→ Excerpt to read:
-*-*-

So many firmwares, so little time
So, what is this mysterious “MFS” partition? There’s not a lot of information about it anywhere online, other than one forum or mailing list user mentioning the MFS partition as “ME File System”. I decided to use a comparative approach.
The fun thing when comparing ME firmware images: not only are there multiple versions (ex: 10.x vs 11.x), for each single ME version there are multiple “flavors” of it, such as “Consumer” or “Corporate”, and there are also multiple flavors for “mobile” and “desktop”.
- When I extracted and compared all the partitions of all the variants and flavors, the only difference between a mobile and a desktop image is in the MFS partition, as every other partition shares the same hash between two flavors of the same version.
- I then compared the various partitions between a configured and a non configured ME firmware, and noticed that what the Intel FIT tool does when you change the system’s configuration is to simply write that configuration inside of the MFS partition.
- This means that the MFS partition, which doesn’t contain any code modules, is used for storage of configuration files used by the ME firmware. This is somewhat confirmed by the fact that the MFS partition is marked as containing data.
After modifying me_cleaner to add support for the Librem, which allows us to neutralize the ME while keeping the Wifi module working, I discussed with Nicola Corna how to best integrate the feature into me_cleaner. We came to the conclusion that having a new option to allow users to select which partitions to keep would be a better method, so I sent a pull request that adds such a feature.
Unfortunately, while the wifi module was working with this change, I also had an adverse side-effect when adding the MFS partition back into the ME firmware: my machine would refuse to power off, for example, and would have trouble rebooting.
- The exact behavior is that if I power off the machine, Linux would do the entire power off sequence then stop, and I would have to manually force shutdown the Librem by holding the power button for 5 seconds. As for the rebooting issue, instead of actually rebooting when Linux finishes its poweroff sequence, the system will be frozen for a few seconds before suddenly shutting itself down forcibly, then turning itself back on 5 seconds later, on its own. This isn’t the most critical of issues, but it would be very annoying to users, and unfortunately, I couldn’t find the cause of this strange behavior. All I knew was that if I remove the MFS partition, coreboot says the ME partition is corrupted, and the wifi module doesn’t work, and if I keep the MFS partition, coreboot says the ME partition is valid, the wifi module works, but the poweroff/reboot issues automatically appear.
- The solution for these issues turned out to be unexpectedly simple. After another of our developers said he was ready to live with the poweroff/reboot issues, and I sent him a neutralized ME for his system, I was told that his machine was working fine with no side-effects at all. I didn’t know what the difference between his machine and mine was, other than the fact that my machine is a prototype and his was a “production” machine. I then tested my neutralized ME on the “production” Librem 13 unit I had on hand, and I didn’t have any side effects of the neutralizing of the ME firmware. I then updated my coreboot build script to add the neutralization option and asked users on our forums to test it, and every one who tested the neutralized ME reported back success with no side-effects. I then realized the problem is probably only caused by the prototype machine that I was using. Well, I can live with that.

-*-*-

→ Provided records:
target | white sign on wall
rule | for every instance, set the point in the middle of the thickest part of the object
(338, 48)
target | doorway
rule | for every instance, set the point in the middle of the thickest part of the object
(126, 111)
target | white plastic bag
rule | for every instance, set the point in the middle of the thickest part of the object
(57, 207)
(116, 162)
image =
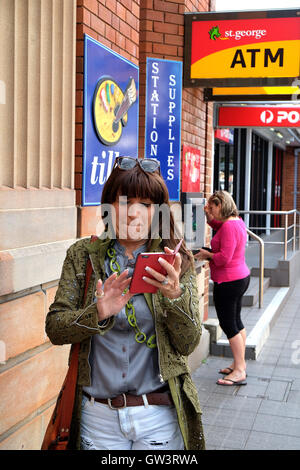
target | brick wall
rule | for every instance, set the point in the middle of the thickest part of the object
(28, 388)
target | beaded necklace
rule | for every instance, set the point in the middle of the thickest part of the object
(140, 336)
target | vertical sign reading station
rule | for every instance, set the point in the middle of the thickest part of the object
(163, 119)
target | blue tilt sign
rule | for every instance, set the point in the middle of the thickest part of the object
(111, 87)
(163, 119)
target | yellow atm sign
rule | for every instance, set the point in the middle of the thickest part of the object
(248, 48)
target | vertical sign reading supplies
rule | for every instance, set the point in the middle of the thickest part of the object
(163, 119)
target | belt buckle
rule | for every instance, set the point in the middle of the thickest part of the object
(117, 407)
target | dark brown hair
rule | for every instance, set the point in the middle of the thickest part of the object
(136, 183)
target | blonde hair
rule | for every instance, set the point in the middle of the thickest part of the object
(228, 207)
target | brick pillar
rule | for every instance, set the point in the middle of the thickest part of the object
(116, 26)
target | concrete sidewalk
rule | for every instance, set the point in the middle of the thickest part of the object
(264, 414)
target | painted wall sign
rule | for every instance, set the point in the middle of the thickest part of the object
(192, 170)
(163, 119)
(258, 116)
(226, 135)
(242, 47)
(111, 88)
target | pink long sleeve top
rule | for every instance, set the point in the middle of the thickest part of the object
(228, 246)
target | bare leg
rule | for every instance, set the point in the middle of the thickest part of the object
(233, 365)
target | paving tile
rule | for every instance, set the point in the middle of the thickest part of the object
(277, 390)
(226, 418)
(267, 441)
(255, 388)
(284, 409)
(287, 372)
(277, 425)
(294, 397)
(295, 384)
(234, 402)
(259, 370)
(219, 437)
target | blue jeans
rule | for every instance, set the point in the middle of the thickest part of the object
(147, 427)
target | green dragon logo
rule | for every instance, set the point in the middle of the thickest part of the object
(214, 33)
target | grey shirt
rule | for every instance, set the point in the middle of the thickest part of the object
(118, 363)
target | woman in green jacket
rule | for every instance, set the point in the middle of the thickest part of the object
(134, 389)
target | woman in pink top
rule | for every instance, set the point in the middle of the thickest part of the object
(231, 278)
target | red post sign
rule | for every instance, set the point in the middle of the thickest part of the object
(259, 116)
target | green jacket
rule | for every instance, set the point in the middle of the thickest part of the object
(177, 325)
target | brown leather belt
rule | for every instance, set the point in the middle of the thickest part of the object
(126, 399)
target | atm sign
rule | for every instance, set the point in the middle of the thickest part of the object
(259, 116)
(231, 50)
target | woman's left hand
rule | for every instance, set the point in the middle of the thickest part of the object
(203, 255)
(168, 285)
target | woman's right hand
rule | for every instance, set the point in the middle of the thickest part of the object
(113, 300)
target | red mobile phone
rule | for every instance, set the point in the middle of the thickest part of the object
(138, 285)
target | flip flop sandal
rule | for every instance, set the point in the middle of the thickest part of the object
(232, 382)
(222, 371)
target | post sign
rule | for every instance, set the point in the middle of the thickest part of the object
(242, 48)
(258, 116)
(163, 119)
(279, 93)
(111, 87)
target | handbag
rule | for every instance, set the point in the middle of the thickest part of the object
(58, 430)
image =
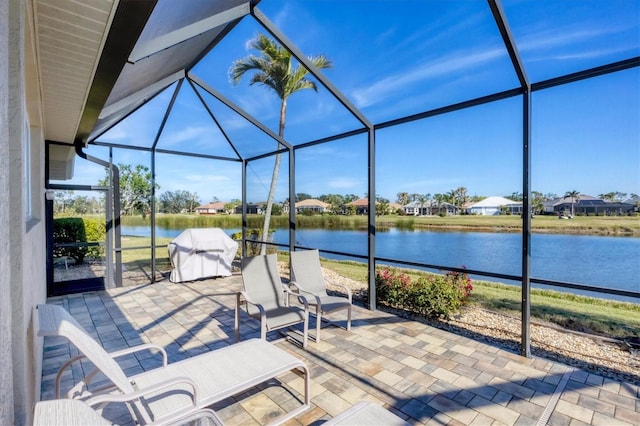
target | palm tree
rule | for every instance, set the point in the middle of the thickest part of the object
(575, 198)
(275, 69)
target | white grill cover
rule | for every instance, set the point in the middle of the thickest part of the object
(200, 253)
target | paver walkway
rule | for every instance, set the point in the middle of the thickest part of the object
(422, 374)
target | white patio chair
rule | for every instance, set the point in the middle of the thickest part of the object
(173, 391)
(307, 277)
(266, 299)
(73, 412)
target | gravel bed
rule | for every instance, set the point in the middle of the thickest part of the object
(606, 357)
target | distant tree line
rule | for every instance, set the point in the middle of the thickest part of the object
(135, 196)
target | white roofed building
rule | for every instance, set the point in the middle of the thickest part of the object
(494, 206)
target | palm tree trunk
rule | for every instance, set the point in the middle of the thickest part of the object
(274, 181)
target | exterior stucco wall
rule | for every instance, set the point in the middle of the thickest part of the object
(22, 234)
(6, 378)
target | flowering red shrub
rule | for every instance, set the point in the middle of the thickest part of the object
(434, 296)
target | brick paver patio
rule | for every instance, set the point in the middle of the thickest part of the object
(422, 374)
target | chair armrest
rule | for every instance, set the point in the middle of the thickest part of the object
(289, 292)
(150, 391)
(140, 348)
(346, 289)
(248, 299)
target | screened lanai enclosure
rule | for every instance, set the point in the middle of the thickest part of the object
(421, 97)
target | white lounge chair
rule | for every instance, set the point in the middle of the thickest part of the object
(308, 279)
(175, 390)
(73, 412)
(266, 299)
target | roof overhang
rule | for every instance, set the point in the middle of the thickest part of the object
(99, 61)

-*-*-

→ Tasks and exercises:
A - Reproduce word for word the portion of the MFS partition write-up that begins at the words "- When I extracted" and stops after "the MFS partition.".
B - Collect every line of the records that contains the string "reading". Case counts.

→ Exercise solutions:
A -
- When I extracted and compared all the partitions of all the variants and flavors, the only difference between a mobile and a desktop image is in the MFS partition, as every other partition shares the same hash between two flavors of the same version.
- I then compared the various partitions between a configured and a non configured ME firmware, and noticed that what the Intel FIT tool does when you change the system’s configuration is to simply write that configuration inside of the MFS partition.

B -
target | vertical sign reading station
target | vertical sign reading supplies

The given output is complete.